> [REQUIREMENTS]:
Reproduce the line that contains "Target: crowd of people" and every line after it through the end of the records, exactly, with nothing added.

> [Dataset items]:
=-=-=-=-=

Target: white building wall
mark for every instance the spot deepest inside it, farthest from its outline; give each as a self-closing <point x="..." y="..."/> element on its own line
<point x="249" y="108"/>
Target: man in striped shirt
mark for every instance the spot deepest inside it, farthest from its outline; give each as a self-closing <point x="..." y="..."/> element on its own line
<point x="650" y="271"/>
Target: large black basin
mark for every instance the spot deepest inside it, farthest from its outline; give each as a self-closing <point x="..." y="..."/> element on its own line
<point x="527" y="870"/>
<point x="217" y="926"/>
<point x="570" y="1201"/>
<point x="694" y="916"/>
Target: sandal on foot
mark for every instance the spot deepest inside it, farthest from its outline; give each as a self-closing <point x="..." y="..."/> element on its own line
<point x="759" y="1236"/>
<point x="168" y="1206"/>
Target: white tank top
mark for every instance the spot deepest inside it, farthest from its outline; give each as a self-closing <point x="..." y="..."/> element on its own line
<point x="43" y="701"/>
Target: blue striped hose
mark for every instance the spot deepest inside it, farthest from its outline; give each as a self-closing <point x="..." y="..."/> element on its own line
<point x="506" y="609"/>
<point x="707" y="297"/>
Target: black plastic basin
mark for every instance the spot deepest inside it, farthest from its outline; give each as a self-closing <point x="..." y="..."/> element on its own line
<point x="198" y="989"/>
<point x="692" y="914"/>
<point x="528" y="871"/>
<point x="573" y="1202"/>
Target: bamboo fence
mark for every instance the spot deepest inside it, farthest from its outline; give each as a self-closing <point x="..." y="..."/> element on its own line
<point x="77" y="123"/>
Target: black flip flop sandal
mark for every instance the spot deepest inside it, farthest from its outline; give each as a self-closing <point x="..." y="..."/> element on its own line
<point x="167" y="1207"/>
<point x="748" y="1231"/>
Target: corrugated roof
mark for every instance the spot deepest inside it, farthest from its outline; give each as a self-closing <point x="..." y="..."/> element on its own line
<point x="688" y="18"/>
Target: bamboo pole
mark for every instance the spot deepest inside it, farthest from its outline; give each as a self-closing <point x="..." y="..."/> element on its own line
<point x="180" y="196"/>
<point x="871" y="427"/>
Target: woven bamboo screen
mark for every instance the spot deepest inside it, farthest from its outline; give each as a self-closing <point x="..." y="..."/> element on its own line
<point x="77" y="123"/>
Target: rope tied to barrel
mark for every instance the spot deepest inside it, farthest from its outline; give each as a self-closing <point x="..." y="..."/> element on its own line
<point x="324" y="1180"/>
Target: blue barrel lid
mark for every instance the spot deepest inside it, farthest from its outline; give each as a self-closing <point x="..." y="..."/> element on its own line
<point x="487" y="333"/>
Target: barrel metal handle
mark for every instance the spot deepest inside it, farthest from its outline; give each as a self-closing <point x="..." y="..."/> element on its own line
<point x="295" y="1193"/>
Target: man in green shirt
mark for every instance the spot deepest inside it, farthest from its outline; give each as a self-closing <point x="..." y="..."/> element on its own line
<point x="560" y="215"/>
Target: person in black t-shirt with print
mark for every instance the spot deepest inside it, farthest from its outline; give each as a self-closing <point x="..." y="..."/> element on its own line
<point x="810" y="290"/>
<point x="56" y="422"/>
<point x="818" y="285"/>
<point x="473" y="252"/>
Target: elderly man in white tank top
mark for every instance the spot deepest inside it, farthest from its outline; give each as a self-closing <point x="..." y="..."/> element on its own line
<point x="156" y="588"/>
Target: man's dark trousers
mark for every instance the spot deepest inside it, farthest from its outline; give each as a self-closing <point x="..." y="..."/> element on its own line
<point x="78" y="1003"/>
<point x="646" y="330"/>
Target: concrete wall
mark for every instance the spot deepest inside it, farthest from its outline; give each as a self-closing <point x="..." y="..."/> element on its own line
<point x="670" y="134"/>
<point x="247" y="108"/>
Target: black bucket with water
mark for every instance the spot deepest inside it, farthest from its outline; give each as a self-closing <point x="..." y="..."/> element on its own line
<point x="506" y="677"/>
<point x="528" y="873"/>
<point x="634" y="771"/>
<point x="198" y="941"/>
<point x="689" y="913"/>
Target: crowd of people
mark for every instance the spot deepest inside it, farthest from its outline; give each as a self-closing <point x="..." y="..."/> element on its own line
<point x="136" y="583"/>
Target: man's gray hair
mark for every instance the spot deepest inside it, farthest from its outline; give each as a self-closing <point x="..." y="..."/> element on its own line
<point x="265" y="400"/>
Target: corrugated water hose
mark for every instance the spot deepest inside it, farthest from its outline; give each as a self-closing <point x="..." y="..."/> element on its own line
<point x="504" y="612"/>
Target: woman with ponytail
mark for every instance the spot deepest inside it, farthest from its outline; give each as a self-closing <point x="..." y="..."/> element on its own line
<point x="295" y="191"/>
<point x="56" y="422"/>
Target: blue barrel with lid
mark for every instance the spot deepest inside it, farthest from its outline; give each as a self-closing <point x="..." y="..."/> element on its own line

=-=-=-=-=

> [WRITTEN SOLUTION]:
Target: crowd of people
mark for every instance the spot deepest inside it, farthest from its outline; give each as a self-closing <point x="..." y="..."/> element on its own line
<point x="136" y="583"/>
Target: man's gray hair
mark for every instance the spot deepest inside it, farthest from its outline; give each as a self-closing <point x="..." y="..."/> element on its own line
<point x="265" y="400"/>
Target: corrugated water hose
mark for every instance the spot deepest inside it, farthest from its outline; give each as a self-closing <point x="..." y="..."/> element on its own line
<point x="504" y="612"/>
Target: woman with ponytail
mark for every instance the spot deepest inside it, farthest from its outline; give each as a self-closing <point x="..." y="..."/> element on its own line
<point x="295" y="191"/>
<point x="56" y="422"/>
Target: blue barrel with lid
mark for every instance the spot deepest inside it, farthest from its outline; give each as a self-closing <point x="..." y="..."/> element on its own line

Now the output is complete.